**Problem:** Each and every line of the data must appear exactly as given.

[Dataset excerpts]
BEGIN

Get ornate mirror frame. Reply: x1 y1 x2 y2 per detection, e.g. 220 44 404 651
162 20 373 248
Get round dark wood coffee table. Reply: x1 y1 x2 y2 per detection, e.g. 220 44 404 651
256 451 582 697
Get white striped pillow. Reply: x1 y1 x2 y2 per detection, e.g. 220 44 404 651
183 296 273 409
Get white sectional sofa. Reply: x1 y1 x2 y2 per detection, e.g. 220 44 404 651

END

**Task output:**
Get ornate mirror frame. Reply: x1 y1 x2 y2 per detection, e.g. 220 44 404 651
162 20 373 248
Get round dark wood coffee table. Reply: x1 y1 x2 y2 per detection, e.g. 220 44 404 651
256 451 582 697
Get white striped pillow. Reply: x1 y1 x2 y2 per detection, e.g. 220 44 404 651
183 296 273 409
Get white sectional sofa. Reply: x1 y1 x2 y2 per detection, e.g. 220 44 404 651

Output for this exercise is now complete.